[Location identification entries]

____

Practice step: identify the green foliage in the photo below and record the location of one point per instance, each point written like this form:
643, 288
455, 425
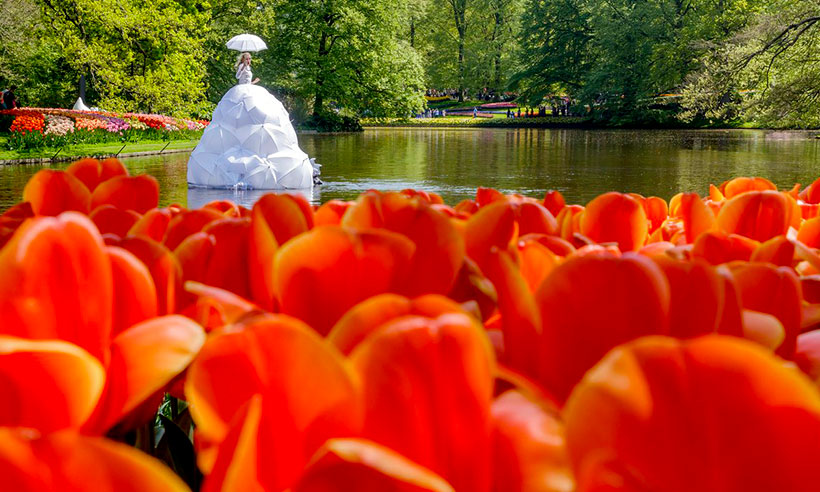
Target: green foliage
538, 122
767, 74
330, 121
468, 44
139, 55
618, 55
345, 53
36, 140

____

Written problem:
Reproduce every line of the entries above, including the requests, and shift each answer coordinate by adding 115 to both of its numbers. Leave the numbers in the requests unchanged, and omit the pictures.

Response to the task:
Practice step: identify the green foliage in the photo below and record the location of one point per instance, each point written like this form:
643, 288
455, 425
Target: green foliage
653, 237
882, 189
445, 236
583, 159
254, 170
733, 170
460, 168
151, 255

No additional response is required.